(Extracted information):
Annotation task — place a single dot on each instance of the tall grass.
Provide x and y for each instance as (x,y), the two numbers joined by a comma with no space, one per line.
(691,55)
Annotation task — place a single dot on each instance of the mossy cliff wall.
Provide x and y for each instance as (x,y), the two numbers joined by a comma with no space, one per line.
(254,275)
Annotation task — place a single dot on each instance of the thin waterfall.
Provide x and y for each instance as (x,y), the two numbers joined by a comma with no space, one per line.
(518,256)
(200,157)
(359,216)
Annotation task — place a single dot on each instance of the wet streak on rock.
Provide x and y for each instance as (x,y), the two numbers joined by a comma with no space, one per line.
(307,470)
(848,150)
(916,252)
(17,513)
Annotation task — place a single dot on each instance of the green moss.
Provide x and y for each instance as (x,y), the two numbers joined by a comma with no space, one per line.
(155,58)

---

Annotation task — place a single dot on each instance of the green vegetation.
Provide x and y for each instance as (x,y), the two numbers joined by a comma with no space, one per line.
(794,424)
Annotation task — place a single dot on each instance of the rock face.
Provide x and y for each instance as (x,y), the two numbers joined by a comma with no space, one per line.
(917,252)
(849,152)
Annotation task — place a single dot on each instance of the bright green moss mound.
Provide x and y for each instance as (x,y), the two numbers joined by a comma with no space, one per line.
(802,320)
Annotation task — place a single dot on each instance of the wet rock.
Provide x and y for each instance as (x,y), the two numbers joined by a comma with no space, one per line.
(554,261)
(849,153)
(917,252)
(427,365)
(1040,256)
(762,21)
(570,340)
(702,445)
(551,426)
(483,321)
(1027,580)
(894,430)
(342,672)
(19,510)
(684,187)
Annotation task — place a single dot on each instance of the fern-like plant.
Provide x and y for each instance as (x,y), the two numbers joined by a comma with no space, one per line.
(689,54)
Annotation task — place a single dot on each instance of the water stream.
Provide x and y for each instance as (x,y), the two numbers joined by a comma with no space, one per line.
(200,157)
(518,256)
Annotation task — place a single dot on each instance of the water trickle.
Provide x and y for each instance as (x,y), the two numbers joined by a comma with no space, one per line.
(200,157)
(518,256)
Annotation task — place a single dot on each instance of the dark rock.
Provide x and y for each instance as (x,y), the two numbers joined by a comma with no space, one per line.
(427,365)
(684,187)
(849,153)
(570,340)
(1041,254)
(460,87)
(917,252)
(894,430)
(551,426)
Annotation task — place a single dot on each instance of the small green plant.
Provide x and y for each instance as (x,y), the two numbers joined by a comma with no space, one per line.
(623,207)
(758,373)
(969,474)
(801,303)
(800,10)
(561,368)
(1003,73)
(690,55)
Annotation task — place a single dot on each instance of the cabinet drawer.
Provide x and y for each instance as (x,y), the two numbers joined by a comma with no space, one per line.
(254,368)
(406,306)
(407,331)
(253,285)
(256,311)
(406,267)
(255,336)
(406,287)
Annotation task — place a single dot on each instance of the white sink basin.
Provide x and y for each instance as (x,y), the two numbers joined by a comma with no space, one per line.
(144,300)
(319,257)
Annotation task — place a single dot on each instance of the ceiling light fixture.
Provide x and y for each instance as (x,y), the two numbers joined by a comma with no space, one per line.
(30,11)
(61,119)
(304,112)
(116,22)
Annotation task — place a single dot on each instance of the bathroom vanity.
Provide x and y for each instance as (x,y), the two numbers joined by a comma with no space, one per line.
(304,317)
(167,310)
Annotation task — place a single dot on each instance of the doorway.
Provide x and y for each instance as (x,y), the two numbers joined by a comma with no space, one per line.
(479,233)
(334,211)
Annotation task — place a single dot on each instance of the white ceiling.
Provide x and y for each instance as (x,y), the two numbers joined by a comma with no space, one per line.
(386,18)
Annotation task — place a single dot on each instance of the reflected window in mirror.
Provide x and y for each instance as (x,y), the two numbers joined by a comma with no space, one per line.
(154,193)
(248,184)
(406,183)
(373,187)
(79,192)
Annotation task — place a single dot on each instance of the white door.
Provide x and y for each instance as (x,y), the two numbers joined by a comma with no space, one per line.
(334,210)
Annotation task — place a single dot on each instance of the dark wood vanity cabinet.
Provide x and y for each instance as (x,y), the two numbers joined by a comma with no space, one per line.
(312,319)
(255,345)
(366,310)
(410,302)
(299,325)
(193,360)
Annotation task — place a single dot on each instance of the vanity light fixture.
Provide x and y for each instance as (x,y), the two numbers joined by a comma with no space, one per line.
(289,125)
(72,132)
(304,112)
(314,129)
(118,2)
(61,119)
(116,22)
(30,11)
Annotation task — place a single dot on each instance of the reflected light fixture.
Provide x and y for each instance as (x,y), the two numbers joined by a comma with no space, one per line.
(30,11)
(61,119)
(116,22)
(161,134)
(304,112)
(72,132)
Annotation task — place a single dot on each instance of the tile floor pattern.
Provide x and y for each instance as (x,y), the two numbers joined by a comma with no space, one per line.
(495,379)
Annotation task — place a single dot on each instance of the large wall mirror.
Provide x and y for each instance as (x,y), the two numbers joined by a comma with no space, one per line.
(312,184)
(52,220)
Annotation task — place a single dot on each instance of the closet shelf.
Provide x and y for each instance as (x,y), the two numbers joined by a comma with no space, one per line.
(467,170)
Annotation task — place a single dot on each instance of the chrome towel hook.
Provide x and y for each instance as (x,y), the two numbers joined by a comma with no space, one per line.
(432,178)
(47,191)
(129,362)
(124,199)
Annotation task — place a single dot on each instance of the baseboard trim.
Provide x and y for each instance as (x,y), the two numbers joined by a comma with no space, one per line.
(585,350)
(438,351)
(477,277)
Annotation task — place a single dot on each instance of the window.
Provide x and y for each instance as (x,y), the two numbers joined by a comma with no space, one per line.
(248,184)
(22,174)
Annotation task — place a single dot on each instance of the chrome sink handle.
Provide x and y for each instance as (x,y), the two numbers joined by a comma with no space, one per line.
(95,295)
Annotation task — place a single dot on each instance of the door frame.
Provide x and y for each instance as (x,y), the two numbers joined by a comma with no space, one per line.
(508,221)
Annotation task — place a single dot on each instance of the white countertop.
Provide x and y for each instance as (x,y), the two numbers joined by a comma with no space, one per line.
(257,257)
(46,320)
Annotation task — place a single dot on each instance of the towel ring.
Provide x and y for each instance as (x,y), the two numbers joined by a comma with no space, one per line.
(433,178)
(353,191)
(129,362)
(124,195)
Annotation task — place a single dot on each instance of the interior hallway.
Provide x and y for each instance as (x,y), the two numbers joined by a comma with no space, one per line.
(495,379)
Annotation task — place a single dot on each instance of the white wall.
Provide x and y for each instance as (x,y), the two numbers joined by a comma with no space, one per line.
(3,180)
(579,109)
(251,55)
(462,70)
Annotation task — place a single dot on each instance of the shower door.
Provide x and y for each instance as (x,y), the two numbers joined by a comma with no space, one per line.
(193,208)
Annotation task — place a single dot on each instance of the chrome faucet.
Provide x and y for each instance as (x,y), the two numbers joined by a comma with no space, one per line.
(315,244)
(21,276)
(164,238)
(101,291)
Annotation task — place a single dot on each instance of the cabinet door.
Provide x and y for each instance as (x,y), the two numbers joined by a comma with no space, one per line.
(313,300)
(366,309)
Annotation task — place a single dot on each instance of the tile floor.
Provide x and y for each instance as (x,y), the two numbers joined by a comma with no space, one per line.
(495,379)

(Your task): Find every line in the records that contains the word "chrome", matching case exactly, and copy each of those lines.

(Correct response):
Annotation task — place a single dot on each instance of the chrome towel hook.
Annotation task — place a single dot on each instance of the chrome sink handle.
Annotation task — place a single dot on each instance of the chrome faucet.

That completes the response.